Move all "Automatic" pages that provide "true"1 zero-code instrumentation into a top level section that is separate from "Language APIs & SDKs"

Why?

As of today we heavily confuse end-users by not consistently using the term "automatic", it often means "automated approaches to extracting portable telemetry data with zero source code modification" (see OTEP-1, but it is also often used for throwing a bundle of instrumentation libraries into your SDK initialization and seeing a lot of telemetry dropping out of your application. Both are fair use cases for the word automatic, but as @martinjt pointed out in #3228 this is "is making people [...] a little confused about the "right" approach.", so getting rid of manual (as in #3761) was step 1 towards that goal, and getting rid of automatic is step 2.

The obvious solution would be renaming the "Automatic" category under "Language APIs & SDKs > Language", but spending some time thinking about it, this still does not solve all the problems:

  • We still mix the use of Zero-Code instrumentation and code-based instrumentation throughout the API&SDK documentation, e.g. we do a getting started with zero-code but then the rest of the docs is code-based, or we have exporter pages that say "here is how you do it with code, but by the way if you come from the zero-code getting started, here's how you do it with environment variables". By separating the 2 topics we can untangle a lot of that.
  • Having the Automatic/Zero-Code so close by in the content tree, gives people that are exploring what they can do with the APIs & SDKs the feeling that this is something they should read about, and that this is something they need to do, because "If I'm using Manual Instrumentation I'm doing it wrong". By separating the 2 topics we make it explicit that Code-based and Zero-Code is for different audiences, depending on their needs
  • Also, technically the zero code instrumentations are not part of the APIs&SDKs. They are not covered by the spec, and for most languages they live in a dedicated repository -instrumentation. They are tools built on top of the SDKs, similar to the K8s operator which is built "on top" of the collector. By separating the 2 topics we make this much clearer to end-users, that this is something "different".

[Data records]

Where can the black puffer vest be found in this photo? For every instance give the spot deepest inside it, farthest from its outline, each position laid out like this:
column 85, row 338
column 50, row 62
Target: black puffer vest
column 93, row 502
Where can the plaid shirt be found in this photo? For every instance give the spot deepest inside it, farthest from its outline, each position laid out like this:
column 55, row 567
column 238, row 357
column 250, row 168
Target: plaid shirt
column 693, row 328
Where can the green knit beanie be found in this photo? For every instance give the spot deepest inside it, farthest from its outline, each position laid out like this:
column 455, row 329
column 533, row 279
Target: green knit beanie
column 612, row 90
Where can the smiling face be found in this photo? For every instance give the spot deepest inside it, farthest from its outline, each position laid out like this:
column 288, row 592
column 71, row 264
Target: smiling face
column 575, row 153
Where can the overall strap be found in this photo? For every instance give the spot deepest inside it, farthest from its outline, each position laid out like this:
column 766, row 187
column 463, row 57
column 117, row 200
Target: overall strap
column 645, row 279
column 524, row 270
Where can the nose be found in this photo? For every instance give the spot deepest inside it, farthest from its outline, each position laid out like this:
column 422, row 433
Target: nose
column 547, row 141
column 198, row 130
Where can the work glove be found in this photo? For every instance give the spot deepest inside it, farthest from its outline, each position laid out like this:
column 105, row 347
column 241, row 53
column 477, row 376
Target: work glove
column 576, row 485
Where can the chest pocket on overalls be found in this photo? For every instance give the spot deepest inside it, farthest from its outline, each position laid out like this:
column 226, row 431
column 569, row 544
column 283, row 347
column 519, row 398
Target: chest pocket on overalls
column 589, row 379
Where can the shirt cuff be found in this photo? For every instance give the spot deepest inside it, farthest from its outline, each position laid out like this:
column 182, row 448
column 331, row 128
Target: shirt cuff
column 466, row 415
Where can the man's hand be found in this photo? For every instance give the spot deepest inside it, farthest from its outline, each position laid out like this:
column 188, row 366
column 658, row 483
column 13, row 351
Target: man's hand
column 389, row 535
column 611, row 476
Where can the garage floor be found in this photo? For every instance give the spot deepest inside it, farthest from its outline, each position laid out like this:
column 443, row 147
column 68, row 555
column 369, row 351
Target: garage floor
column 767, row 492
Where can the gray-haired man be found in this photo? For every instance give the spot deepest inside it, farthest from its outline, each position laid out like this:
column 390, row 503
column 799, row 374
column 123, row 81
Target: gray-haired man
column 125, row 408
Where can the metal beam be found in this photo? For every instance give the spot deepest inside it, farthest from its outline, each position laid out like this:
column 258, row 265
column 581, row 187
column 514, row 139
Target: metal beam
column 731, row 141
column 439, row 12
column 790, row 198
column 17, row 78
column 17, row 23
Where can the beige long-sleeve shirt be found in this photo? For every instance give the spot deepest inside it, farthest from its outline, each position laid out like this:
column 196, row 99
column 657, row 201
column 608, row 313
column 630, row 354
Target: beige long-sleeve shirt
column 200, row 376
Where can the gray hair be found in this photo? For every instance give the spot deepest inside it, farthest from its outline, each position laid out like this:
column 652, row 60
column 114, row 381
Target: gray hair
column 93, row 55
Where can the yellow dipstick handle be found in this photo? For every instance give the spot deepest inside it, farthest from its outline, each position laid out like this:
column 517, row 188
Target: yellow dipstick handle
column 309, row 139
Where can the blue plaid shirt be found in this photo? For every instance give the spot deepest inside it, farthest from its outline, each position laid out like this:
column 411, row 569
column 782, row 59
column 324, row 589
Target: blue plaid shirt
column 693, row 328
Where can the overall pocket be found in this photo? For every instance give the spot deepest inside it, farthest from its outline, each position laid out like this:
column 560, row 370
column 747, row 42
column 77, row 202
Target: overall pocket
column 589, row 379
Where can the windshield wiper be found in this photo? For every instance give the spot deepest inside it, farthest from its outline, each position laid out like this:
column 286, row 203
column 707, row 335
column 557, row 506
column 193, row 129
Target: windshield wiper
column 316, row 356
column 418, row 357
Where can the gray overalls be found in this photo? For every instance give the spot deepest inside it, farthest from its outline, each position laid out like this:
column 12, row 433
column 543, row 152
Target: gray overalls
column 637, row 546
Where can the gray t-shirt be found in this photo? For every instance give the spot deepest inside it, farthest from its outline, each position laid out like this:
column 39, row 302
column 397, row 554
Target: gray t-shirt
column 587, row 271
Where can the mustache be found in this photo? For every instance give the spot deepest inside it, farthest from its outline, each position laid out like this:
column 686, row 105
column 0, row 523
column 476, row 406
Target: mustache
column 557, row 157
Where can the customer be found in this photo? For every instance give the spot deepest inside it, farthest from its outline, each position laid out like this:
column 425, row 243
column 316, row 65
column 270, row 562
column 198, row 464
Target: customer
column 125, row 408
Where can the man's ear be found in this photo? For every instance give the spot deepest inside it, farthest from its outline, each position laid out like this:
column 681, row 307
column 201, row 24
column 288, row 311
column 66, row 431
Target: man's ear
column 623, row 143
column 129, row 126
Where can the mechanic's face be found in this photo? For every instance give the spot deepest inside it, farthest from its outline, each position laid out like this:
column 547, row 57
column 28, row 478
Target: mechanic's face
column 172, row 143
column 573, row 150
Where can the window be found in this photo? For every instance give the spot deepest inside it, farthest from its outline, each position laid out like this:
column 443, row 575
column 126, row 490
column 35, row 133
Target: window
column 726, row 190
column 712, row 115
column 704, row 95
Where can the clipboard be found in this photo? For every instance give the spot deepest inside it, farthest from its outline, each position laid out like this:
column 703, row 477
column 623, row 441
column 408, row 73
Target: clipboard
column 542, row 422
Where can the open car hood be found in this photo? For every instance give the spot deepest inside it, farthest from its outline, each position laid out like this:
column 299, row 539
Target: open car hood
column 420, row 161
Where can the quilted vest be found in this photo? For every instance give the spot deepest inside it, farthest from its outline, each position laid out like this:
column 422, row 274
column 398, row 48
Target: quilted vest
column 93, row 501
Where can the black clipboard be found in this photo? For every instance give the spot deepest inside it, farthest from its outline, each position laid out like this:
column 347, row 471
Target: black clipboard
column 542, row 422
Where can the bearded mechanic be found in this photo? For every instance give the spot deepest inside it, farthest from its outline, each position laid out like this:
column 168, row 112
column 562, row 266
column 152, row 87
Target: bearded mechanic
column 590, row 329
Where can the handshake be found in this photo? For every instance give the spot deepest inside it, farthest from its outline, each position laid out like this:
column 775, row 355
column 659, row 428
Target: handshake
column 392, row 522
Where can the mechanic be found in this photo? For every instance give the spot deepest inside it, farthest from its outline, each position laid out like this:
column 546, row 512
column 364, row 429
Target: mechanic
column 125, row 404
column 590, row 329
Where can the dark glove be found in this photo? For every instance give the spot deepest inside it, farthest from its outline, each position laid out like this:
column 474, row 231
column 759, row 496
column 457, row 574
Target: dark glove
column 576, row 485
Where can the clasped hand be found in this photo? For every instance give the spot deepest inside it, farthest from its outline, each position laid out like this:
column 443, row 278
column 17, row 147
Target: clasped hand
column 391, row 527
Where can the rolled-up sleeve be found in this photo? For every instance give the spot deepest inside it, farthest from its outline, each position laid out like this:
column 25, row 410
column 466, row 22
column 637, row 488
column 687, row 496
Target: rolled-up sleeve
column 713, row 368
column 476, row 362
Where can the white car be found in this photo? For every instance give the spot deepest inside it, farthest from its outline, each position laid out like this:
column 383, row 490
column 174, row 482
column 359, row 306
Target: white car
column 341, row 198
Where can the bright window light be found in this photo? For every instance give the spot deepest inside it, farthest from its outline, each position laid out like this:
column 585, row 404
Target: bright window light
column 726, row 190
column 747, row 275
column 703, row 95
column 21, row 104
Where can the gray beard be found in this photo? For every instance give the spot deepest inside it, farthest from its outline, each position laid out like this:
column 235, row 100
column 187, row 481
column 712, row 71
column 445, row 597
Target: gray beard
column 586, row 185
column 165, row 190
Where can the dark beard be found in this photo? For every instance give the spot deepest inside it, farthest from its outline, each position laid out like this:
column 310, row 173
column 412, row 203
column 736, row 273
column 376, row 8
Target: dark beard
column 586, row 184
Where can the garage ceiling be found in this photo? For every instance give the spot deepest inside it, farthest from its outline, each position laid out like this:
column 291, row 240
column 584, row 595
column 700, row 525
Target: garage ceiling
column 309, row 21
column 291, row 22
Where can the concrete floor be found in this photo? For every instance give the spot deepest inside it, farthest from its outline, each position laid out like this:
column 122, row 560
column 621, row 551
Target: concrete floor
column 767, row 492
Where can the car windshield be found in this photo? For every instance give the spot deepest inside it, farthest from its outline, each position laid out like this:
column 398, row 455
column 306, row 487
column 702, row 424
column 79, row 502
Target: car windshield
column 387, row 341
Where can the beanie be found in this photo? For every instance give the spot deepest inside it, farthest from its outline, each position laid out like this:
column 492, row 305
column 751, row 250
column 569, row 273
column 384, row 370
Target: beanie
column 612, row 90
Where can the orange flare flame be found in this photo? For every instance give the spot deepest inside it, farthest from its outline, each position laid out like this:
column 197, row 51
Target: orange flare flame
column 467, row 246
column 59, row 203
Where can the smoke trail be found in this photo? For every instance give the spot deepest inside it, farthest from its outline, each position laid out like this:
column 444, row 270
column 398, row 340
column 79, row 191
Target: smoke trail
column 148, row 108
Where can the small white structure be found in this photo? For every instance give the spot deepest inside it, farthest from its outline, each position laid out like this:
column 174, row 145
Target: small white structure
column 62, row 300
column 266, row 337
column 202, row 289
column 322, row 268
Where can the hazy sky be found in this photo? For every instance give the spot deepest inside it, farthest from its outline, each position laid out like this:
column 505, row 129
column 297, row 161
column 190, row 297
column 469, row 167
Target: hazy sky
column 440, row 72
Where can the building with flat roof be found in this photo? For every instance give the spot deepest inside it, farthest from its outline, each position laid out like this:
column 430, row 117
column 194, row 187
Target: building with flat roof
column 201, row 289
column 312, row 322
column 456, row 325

Work instructions:
[1] In the source text, what was step 1 toward the goal of no longer confusing end-users?
[2] Based on the source text, is each statement true? (a) Zero-code instrumentations are covered by the spec. (b) Zero-code instrumentation tools are compared to the K8s operator. (c) Renaming the "Automatic" category would solve all the problems.
[3] Please reproduce the source text word for word from "The obvious solution" to "lot of that.".

Problem solutions:
[1] Getting rid of manual (as in #3761).

[2]
(a) No: "They are not covered by the spec"
(b) Yes: "similar to the K8s operator which is built "on top" of the collector"
(c) No: "this still does not solve all the problems"

[3]
The obvious solution would be renaming the "Automatic" category under "Language APIs & SDKs > Language", but spending some time thinking about it, this still does not solve all the problems:

  • We still mix the use of Zero-Code instrumentation and code-based instrumentation throughout the API&SDK documentation, e.g. we do a getting started with zero-code but then the rest of the docs is code-based, or we have exporter pages that say "here is how you do it with code, but by the way if you come from the zero-code getting started, here's how you do it with environment variables". By separating the 2 topics we can untangle a lot of that.